- _Text block_
########################################
XRD patterns of GCN–pure, ZnO, and synthesised GCN–ZnOx samples.

Fourier Transform Infrared Analysis

Fourier transform infrared (FTIR) analysis (Figure ) revealed C and N bonding in GCN–pure and GCN–ZnOx samples. In the case of GCN–pure, a broad band at 3180 cm–1 appeared because of N–H groups and the hydroxyl group of adsorbed H2O molecules.[39,40] Several peaks from 1630 to 1200 cm–1 can be assigned to aromatic C–N stretching modes caused out of extended C3N4 arrangement.[41] The intense band at 811 cm–1 indicated the out-of-plane bending vibration of triazine rings.[42] Characteristic bands for the ZnO sample appeared in the range of 550–450 cm–1 corresponding to the Zn–O bond vibration, and another band around 3420 cm–1 corresponds to the hydroxyl group stretching vibrations.[43] For GCN–ZnOx samples, all characteristic peaks related to GCN–pure appeared. The characteristic bands of the Zn–O bond vibration appeared around 497, 516, and 528 cm–1 for GCN–ZnO0.2, GCN–ZnO0.4, and GCN–ZnO0.6, respectively. The intensities of peaks at 1630–1200 cm–1 decreased, and also the peaks were found to be getting merged to a broad absorption band with increasing ZnO content as a result of ZnO crystallization.[44] Also, the band at 811 cm–1 was red-shifted to lower wavenumber, which suggested weakening of the bond strength of C=N and C–N, indicating stretching caused in the conjugated system, which resulted in a wider conjugated system of GCN–pure and ZnO in GCN–ZnOx.[26] Formation of a new peak around 2180 cm–1 took place and was also found to be getting more intense with increasing ZnO concentration. This indicates the formation of new C–N bonds instead of sp2 C–N bonds; triazine units generally consist of sp2 C–N bonds such as N=C–N and C–N=C, but ZnO addition causes breakage in most of triazine units.[43] The above result further indicated that simultaneous crystallization of ZnO could interfere with urea thermal polymerization leading to a partially deteriorated graphitic structure of GCN–pure, which is also consistent with the XRD analysis result.[45] Poor crystallinity observed for GCN–ZnOx composites could result in more defects related to the GCN phase, and such a condition might play a vital role in promoting its activity as a photocatalyst.[44,46]

Figure 2

FTIR spectra of (a) ZnO, (b) GCN pure, (c) GCN–ZnO0.2, (d) GCN–ZnO0.4, and (e) GCN–ZnO0.6.
########################################
- _Data provided_
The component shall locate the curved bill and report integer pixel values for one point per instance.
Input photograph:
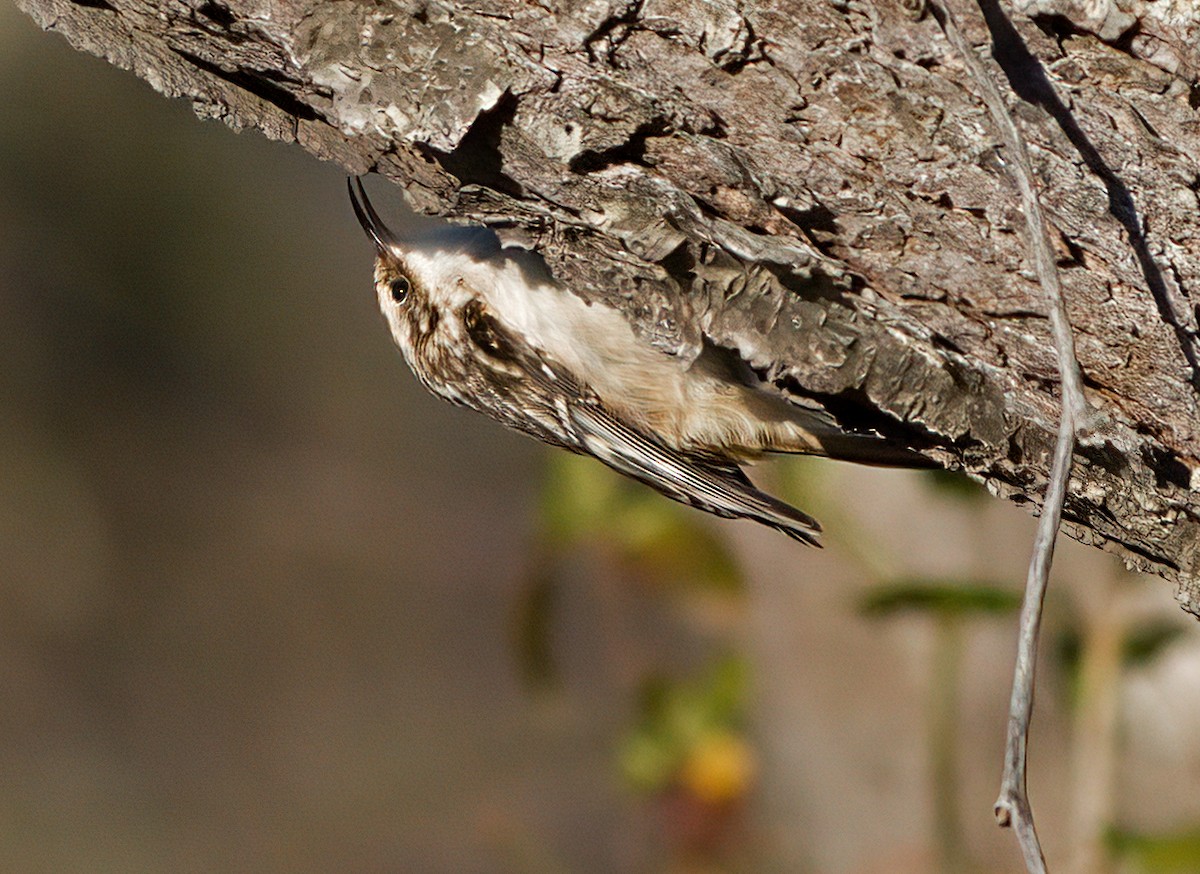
(369, 219)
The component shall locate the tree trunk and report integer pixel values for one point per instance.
(814, 183)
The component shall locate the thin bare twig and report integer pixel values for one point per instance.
(1013, 804)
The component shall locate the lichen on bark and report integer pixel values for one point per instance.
(815, 185)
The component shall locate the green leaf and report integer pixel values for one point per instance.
(583, 503)
(957, 486)
(941, 597)
(678, 716)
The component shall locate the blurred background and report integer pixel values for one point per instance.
(268, 606)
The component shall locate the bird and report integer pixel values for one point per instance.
(487, 327)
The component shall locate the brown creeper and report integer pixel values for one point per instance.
(487, 328)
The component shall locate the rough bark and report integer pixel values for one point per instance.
(814, 183)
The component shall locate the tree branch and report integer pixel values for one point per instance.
(807, 184)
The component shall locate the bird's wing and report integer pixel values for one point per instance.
(703, 482)
(579, 420)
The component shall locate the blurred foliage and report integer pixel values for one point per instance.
(957, 486)
(1157, 854)
(587, 504)
(942, 597)
(1140, 646)
(689, 736)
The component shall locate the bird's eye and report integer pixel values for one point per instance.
(400, 288)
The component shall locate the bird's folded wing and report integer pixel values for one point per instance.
(707, 483)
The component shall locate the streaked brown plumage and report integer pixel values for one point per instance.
########################################
- _Stated task_
Name every sample whose spectrum appears in Figure 2 of the FTIR passage. The listing has nothing to do with the FTIR passage.

- _Correct response_
ZnO, GCN pure, GCN–ZnO0.2, GCN–ZnO0.4, and GCN–ZnO0.6